[INSTRUCTIONS FOR THE TASK] Render each line of the listing below as one string in a JSON list, leaving out blank lines.

[DATA SUPPLIED]
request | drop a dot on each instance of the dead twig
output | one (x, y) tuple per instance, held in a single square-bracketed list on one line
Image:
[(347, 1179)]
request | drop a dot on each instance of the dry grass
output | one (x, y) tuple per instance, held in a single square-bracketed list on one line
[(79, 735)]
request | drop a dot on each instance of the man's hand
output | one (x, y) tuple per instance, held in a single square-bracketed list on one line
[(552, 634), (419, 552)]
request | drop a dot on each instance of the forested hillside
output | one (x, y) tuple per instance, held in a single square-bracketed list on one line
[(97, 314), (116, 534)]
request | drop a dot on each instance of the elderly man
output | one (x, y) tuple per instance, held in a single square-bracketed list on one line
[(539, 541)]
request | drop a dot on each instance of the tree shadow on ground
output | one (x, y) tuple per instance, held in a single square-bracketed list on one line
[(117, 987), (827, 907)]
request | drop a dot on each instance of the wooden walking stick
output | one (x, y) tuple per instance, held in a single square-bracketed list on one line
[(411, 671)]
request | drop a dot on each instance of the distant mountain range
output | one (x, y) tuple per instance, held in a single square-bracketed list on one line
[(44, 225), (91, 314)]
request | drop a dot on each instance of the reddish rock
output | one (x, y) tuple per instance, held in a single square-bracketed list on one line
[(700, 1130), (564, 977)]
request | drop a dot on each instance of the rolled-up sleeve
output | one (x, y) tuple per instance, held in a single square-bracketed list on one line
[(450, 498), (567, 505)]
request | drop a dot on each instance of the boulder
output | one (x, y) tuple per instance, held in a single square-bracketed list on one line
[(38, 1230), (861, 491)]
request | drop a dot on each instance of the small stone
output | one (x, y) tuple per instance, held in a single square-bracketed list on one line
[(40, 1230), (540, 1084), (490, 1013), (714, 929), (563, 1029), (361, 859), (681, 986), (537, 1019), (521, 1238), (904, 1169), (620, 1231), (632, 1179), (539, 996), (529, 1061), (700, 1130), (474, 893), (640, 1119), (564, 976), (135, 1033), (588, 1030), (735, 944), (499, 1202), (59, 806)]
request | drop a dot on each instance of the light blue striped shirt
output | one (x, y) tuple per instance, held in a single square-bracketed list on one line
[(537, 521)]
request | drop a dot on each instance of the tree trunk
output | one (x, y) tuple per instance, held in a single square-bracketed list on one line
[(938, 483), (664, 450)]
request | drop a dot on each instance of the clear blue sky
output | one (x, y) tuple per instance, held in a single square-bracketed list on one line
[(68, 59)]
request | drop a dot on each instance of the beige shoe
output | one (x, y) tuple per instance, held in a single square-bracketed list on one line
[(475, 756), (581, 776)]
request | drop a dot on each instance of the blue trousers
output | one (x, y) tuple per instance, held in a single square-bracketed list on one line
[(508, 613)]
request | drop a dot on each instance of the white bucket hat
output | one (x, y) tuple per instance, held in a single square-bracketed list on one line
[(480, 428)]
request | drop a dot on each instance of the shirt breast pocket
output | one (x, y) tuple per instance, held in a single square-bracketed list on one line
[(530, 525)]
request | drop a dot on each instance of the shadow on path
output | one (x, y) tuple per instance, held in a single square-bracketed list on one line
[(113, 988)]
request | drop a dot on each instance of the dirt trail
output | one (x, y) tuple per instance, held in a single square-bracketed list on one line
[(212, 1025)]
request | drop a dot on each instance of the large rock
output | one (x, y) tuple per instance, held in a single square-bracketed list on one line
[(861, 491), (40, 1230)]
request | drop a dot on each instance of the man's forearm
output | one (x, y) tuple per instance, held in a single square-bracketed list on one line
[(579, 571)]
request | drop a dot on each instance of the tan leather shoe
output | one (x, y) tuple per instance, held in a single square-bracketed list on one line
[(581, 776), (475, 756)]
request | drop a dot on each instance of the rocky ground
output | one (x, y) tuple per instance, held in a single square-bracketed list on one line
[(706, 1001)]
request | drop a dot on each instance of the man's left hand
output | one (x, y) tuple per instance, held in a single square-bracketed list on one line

[OUTPUT]
[
  "request | drop a dot on each instance of the dead twig",
  "output | one (x, y) tuple per instance, held in a single square-bracketed list on one line",
  "Image:",
  "[(347, 1179)]",
  "request | drop a dot on each instance of the dry grass",
  "output | one (x, y) tuple per instance, held in a single square-bracketed list on one line",
  "[(79, 735)]",
  "request | drop a dot on each instance of the man's hand",
  "output | one (x, y) tuple per instance, held in a single square-bracketed list on one line",
  "[(552, 634), (419, 552)]",
  "request | drop a dot on each instance of the forested hillside",
  "output | one (x, y) tuple per instance, held in a single square-bracketed list on one line",
  "[(97, 314), (116, 534)]",
  "request | drop a dot on each instance of the elderly man",
  "output | one (x, y) tuple per instance, held in a single square-bracketed list on one line",
  "[(539, 541)]",
  "request | drop a dot on each instance of the tree shadow on ground",
  "output | one (x, y) tuple per instance, held in a single square-bracketed list on one line",
  "[(117, 987), (827, 907)]",
  "request | drop a dot on each instance of the wooden walking stick",
  "output | one (x, y) tuple per instance, held in a single square-bracketed list on one line",
  "[(411, 671)]",
  "request | drop a dot on each instance of the distant mountain range",
  "output | one (x, y) tuple per instance, held in a single square-bracketed list on one line",
  "[(44, 225), (91, 314)]",
  "request | drop a dot on each instance of the reddish rock",
  "output | one (x, y) tuple per instance, held in a single square-bracketed list on one line",
  "[(700, 1130), (564, 977)]",
  "request | drop a dot on each instance of the rolled-up sleeve",
  "output | one (x, y) tuple per instance, held in a single square-bracketed list on one line",
  "[(450, 498), (567, 505)]",
  "request | drop a dot on each instance of the boulder",
  "output | one (x, y) tuple per instance, held in a single square-bracketed list on one line",
  "[(38, 1230), (861, 491)]",
  "request | drop a dot on each instance of the small stone",
  "output | one (x, y) tuple per instance, held in a single square-bracketed list on one line",
  "[(40, 1230), (540, 1084), (490, 1013), (714, 929), (563, 1029), (361, 859), (681, 986), (537, 1019), (521, 1238), (904, 1169), (620, 1231), (632, 1179), (539, 996), (529, 1061), (700, 1130), (474, 893), (640, 1119), (564, 976), (135, 1033), (588, 1030), (735, 944), (499, 1202), (59, 806)]",
  "request | drop a dot on each instance of the light blue striped shirt",
  "output | one (x, y) tuple per instance, held in a single square-bracketed list on one line",
  "[(537, 521)]",
  "request | drop a dot on each instance of the tree trunk",
  "output | one (x, y) tuple per instance, held in a single square-bracketed list on one line",
  "[(938, 483), (664, 450)]",
  "request | drop a dot on each instance of the clear blue sky",
  "output | one (x, y) tuple per instance, held in a single square-bracketed list on one line",
  "[(68, 59)]",
  "request | drop a dot on each instance of the beige shoe",
  "output | one (x, y) tuple per instance, held in a single square-bracketed list on one line",
  "[(475, 756), (581, 776)]",
  "request | drop a dot on each instance of the blue trousers",
  "output | one (x, y) tuple per instance, held in a single square-bracketed list on one line",
  "[(508, 613)]",
  "request | drop a dot on each instance of the white bucket hat",
  "output | one (x, y) tuple per instance, held in a single square-bracketed list on one line",
  "[(480, 428)]",
  "request | drop a dot on each instance of the shirt breast pocket",
  "output | one (x, y) tuple per instance, held in a single square-bracketed list on one line",
  "[(530, 525)]",
  "request | drop a dot on each instance of the shadow on path",
  "output | one (x, y) tuple per instance, held in a single square-bracketed list on one line",
  "[(113, 988)]",
  "request | drop a dot on each instance of the dirt trail",
  "output | one (x, y) tuple per instance, held in a single square-bracketed list on one line",
  "[(212, 1025)]",
  "request | drop a dot on each instance of the large rock",
  "output | one (x, y) tuple per instance, held in a single square-bracketed list on one line",
  "[(861, 491), (40, 1230)]",
  "request | drop a dot on each instance of the man's forearm",
  "output | one (x, y) tuple per instance, held in a single square-bracketed list on one line",
  "[(579, 571)]",
  "request | drop a dot on each instance of the tan leather shoe",
  "output | one (x, y) tuple per instance, held in a single square-bracketed list on one line",
  "[(581, 776), (475, 756)]",
  "request | drop a dot on each instance of the rocky ground",
  "output | one (x, y) tuple per instance, held in a single square-bracketed list on one line",
  "[(706, 1001)]",
  "request | drop a dot on each instance of the man's left hand",
  "output | one (x, y) tuple per instance, held in a single square-bracketed list on one line"
]